§ What you should do
Whenever the word "floor" turns up in a line of the data below, copy that line.

§ Given data
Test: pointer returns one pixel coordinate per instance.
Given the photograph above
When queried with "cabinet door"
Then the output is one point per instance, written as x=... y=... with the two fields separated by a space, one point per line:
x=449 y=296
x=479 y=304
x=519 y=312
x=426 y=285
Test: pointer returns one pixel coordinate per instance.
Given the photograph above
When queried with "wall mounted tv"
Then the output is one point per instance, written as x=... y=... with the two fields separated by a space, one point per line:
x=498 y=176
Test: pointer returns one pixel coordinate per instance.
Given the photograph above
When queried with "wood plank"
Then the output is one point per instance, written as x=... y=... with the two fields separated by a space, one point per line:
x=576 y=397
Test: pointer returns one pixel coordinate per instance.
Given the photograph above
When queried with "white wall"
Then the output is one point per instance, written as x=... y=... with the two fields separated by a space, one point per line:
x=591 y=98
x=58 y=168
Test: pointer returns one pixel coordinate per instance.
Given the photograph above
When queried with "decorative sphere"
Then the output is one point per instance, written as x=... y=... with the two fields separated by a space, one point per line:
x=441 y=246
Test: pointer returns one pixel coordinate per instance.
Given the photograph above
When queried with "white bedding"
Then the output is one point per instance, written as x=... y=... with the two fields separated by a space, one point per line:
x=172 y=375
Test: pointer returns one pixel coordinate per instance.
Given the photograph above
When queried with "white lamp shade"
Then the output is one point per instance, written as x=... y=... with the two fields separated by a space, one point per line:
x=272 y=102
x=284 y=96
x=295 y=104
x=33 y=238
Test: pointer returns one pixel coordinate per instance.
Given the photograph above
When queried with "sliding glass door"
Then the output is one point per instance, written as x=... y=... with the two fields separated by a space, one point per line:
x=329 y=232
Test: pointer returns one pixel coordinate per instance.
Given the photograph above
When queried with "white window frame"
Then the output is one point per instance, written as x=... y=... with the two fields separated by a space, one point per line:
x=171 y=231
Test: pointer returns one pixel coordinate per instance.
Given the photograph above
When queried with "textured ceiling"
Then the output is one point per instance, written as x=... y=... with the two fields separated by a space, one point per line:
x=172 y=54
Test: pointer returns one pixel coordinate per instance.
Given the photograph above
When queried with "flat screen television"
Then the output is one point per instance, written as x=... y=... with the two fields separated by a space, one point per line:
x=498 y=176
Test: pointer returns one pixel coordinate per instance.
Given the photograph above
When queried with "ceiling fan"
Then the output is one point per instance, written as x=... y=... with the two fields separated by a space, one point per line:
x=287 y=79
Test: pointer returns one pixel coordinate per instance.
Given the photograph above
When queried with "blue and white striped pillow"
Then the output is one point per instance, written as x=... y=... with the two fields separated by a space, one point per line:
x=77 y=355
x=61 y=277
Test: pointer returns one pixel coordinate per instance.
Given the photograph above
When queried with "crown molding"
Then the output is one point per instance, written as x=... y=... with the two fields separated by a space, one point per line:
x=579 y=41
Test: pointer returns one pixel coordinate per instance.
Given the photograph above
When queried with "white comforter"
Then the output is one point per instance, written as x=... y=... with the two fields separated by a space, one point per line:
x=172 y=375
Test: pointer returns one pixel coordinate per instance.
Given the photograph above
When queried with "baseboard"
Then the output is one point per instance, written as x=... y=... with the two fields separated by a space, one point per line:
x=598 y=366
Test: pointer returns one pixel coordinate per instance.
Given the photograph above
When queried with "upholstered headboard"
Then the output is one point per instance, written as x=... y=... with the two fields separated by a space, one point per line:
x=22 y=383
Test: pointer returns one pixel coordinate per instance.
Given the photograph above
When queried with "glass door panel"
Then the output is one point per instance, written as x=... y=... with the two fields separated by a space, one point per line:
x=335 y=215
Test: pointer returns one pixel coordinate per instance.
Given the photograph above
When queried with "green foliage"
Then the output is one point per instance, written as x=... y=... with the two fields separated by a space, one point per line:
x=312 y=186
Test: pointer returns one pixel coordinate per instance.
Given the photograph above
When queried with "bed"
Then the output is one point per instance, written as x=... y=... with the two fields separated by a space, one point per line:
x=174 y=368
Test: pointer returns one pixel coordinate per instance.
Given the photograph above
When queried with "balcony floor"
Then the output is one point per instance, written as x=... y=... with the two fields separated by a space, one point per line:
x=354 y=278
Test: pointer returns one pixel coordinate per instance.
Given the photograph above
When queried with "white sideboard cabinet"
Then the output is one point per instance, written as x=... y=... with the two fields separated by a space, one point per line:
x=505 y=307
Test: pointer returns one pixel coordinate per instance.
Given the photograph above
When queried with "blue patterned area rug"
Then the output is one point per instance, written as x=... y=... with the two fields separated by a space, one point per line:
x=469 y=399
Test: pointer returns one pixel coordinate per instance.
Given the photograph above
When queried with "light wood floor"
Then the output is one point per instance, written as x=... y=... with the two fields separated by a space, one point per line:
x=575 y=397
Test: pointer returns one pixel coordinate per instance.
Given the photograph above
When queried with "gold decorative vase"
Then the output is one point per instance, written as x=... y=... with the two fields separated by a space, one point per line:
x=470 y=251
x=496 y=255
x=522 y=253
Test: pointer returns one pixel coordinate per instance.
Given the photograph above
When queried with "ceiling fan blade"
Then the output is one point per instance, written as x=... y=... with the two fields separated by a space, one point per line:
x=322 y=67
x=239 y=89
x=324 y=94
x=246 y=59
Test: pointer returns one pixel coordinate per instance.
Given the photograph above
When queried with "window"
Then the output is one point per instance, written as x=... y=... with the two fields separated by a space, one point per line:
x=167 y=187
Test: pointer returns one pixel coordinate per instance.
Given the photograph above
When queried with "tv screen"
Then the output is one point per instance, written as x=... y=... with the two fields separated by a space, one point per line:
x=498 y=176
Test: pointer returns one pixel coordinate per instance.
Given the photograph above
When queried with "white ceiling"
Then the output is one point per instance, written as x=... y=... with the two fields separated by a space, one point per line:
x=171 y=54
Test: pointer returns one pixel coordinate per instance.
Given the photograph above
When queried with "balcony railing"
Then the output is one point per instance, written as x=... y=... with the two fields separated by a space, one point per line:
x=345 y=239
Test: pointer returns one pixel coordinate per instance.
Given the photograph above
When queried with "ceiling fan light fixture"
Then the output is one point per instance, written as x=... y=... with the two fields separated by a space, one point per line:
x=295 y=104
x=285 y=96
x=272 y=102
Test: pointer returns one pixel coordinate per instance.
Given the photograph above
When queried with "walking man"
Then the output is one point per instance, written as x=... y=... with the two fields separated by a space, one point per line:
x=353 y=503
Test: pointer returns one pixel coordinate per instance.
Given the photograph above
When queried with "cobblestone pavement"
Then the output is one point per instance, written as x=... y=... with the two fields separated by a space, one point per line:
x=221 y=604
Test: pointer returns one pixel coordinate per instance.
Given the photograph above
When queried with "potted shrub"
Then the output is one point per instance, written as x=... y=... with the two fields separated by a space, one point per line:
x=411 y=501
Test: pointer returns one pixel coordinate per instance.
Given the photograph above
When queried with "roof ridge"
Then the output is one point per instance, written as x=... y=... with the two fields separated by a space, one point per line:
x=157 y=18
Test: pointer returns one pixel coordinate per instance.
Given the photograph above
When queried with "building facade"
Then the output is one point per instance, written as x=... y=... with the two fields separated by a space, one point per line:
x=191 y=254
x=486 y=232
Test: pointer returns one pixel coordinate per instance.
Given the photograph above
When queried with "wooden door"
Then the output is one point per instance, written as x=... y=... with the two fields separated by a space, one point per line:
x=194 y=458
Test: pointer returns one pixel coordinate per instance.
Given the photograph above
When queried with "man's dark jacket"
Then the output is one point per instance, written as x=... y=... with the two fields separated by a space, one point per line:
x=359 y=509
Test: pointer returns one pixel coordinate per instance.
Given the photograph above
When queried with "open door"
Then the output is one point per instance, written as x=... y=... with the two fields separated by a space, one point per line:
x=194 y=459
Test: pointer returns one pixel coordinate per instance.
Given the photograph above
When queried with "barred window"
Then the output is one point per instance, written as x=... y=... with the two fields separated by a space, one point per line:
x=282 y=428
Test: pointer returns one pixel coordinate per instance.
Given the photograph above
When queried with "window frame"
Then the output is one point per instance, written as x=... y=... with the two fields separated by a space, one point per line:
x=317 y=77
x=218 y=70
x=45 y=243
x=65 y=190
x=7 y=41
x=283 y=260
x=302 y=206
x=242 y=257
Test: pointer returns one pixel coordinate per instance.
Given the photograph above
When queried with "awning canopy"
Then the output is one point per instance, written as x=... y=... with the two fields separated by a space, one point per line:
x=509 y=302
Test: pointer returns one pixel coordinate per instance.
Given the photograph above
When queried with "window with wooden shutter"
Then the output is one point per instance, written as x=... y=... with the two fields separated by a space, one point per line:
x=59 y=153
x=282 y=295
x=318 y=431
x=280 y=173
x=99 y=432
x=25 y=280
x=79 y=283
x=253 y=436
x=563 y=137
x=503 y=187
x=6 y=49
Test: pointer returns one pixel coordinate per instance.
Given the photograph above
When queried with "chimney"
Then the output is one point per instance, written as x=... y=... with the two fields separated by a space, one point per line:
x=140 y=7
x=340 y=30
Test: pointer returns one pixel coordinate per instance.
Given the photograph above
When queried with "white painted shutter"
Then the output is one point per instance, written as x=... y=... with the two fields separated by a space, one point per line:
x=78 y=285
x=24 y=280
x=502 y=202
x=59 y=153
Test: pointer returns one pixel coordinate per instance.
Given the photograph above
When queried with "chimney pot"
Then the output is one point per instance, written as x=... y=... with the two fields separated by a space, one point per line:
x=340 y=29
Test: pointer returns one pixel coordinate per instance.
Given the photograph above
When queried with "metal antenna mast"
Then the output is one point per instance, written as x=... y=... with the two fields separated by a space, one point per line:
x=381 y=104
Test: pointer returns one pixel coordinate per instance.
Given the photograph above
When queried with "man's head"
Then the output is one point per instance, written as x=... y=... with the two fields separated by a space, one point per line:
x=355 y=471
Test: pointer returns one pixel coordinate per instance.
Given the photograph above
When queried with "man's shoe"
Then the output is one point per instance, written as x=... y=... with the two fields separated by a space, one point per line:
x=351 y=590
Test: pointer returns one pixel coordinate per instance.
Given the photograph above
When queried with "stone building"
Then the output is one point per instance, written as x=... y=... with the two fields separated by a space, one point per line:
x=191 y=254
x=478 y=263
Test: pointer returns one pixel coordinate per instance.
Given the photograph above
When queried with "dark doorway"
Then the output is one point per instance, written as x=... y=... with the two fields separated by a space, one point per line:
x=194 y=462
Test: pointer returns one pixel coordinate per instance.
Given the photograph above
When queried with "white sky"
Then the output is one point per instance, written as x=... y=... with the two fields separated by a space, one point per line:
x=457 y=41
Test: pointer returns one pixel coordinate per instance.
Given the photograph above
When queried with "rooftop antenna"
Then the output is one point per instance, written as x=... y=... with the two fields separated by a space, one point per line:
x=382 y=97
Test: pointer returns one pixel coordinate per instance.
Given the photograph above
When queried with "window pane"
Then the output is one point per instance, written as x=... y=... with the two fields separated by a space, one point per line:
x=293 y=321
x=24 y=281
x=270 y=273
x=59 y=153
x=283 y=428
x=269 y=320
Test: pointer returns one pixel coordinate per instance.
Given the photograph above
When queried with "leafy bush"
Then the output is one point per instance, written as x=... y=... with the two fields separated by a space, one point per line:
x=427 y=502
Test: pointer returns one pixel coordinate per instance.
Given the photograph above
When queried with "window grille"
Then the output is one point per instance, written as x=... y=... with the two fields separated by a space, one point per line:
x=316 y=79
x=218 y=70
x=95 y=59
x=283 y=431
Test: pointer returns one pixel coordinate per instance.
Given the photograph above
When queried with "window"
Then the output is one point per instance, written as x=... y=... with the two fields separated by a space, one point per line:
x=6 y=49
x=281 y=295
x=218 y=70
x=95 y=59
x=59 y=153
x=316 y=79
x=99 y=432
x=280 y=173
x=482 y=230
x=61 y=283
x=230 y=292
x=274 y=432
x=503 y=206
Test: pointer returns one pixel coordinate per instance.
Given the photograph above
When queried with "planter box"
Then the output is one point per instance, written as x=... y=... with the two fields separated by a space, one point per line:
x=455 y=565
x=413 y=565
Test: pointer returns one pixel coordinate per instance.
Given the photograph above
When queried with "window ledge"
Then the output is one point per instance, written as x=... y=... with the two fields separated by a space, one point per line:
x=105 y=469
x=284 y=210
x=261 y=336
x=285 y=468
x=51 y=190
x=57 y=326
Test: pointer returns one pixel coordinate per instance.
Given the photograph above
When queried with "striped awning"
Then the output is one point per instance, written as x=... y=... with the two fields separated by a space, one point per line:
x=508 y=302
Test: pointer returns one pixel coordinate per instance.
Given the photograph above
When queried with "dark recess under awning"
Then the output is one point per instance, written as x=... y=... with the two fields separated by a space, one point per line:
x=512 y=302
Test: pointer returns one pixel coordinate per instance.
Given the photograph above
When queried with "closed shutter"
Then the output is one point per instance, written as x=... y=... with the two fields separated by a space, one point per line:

§ Task solution
When queried with "balcony floor"
When queried with "light wood floor"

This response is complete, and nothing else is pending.